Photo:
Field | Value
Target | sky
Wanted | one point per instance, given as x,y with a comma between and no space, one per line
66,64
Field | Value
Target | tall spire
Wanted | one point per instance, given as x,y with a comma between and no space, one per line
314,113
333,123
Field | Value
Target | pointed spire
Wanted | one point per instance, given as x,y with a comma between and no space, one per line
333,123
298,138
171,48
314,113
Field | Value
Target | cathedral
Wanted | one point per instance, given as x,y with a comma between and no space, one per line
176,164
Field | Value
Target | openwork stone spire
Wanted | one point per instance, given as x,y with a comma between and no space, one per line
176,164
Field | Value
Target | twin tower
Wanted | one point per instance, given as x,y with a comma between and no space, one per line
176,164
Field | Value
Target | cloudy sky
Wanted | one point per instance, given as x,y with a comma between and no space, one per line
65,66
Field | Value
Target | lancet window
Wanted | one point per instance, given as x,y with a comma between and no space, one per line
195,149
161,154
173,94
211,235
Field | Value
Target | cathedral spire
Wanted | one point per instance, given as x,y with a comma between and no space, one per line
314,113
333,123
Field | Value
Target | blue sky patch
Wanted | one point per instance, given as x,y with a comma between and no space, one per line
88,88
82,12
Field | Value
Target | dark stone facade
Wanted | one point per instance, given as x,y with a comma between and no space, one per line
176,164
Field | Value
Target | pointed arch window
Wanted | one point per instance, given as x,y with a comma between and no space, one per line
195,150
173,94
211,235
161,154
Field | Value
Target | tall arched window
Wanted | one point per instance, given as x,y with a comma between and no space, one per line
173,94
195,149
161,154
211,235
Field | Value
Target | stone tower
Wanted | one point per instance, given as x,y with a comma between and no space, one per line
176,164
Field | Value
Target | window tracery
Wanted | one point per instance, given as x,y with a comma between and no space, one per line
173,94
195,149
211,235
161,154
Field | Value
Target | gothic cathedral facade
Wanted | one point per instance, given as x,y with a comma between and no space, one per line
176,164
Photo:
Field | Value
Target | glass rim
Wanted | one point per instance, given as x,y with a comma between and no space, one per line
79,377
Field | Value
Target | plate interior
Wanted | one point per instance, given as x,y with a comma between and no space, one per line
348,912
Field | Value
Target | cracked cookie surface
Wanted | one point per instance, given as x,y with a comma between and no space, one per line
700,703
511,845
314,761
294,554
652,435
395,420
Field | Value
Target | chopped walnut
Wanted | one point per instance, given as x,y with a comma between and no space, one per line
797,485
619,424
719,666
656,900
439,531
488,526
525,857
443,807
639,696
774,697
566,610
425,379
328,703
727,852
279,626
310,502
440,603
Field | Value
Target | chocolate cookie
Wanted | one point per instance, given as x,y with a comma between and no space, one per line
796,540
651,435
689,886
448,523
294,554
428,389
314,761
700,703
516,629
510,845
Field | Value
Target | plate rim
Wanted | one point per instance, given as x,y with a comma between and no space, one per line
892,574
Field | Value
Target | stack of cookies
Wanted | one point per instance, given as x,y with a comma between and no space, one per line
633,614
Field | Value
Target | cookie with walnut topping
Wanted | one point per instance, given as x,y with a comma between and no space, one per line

+ + + + + + +

> _WRITTEN EXERCISE_
All of the lines above must be returned exactly.

> _CORRECT RESPONSE_
Photo:
Field | Value
Target | sky
Wanted | one point per instance, given as x,y with a comma between and no space, one per line
66,64
Field | Value
Target | tall spire
Wanted | one point per instance, given as x,y with a comma between and no space, one per line
314,113
333,123
Field | Value
Target | pointed spire
Wanted | one point per instance, given as x,y with a comma between and no space, one per line
333,123
298,138
171,48
314,113
Field | Value
Target | cathedral
Wanted | one point per instance, given as x,y with a comma between and no space, one per line
176,164
Field | Value
Target | openwork stone spire
Wanted | one point per instance, given as x,y with a comma between and no space, one per line
176,164
Field | Value
Target | twin tower
Wanted | one point per instance, given as x,y with a comma between and no space, one per line
176,164
Field | Value
Target | cloudy sky
Wanted | one point per instance, given as x,y with a comma between and no space, one per line
65,66
Field | Value
Target | lancet window
Wanted | one point per instance, given as x,y with a comma between and no space, one per line
195,149
161,154
173,94
211,235
Field | Value
Target | cathedral spire
Wanted | one point per instance, given as x,y with a comma between and no space, one per line
314,113
333,123
Field | Value
Target | blue sky patch
Wanted | one point per instance, given as x,y with a comma between and no space, one per line
88,88
82,12
Field | Value
Target | dark stone facade
Wanted | one point per instance, given as x,y with a comma between and no space, one per line
176,164
Field | Value
Target | pointed arch window
Wanted | one point per instance, given as x,y with a comma between and no space, one per line
195,150
173,94
211,235
161,154
Field | Value
Target | tall arched window
Wanted | one point per instance, given as x,y with a comma between and no space, one per line
173,94
195,149
161,154
211,235
Field | Value
Target | stone tower
Wanted | one point per instance, given as x,y with a comma between and no space, one per line
176,164
Field | Value
Target | window tracery
Wanted | one point per instance, given as x,y with a comma between and no space, one per line
173,94
195,149
211,235
161,154
Field | Value
Target | gothic cathedral facade
Wanted | one point per instance, given as x,y with a comma between and no space, one per line
176,164
Photo:
Field | Value
Target | glass rim
Wanted | one point per instance, given as x,y with a comma between and no space, one per line
79,377
Field | Value
Target | plate interior
Wanted | one point per instance, given as x,y with a comma between and no space, one per line
348,912
Field | Value
Target | cracked cookie surface
Wanted | one point per instance, given as x,y with a comma between and no space, one per line
700,703
511,845
314,761
294,554
652,435
395,420
Field | Value
Target | chopped walnut
Wanted | one point per instance, given as x,y with a comma between and no space, one per line
797,485
619,424
719,666
656,900
439,531
488,526
525,857
443,807
639,696
774,697
566,610
425,379
328,703
727,852
279,626
310,502
440,603
Field | Value
Target | chocolate cookie
Wanted | one point per instance, given as x,y with a comma between and no space, one per line
796,540
651,435
689,886
448,523
294,554
428,389
314,761
700,703
516,629
510,845
Field | Value
Target | plate rim
Wanted | one point per instance, given as x,y with a comma between and no space, one per line
892,574
Field | Value
Target | stack of cookies
Wanted | one point per instance, given as x,y with a comma between and no space, one per line
633,614
Field | Value
Target | cookie with walnut topping
Wanted | one point per instance, given as x,y with a comma between and no space, one per line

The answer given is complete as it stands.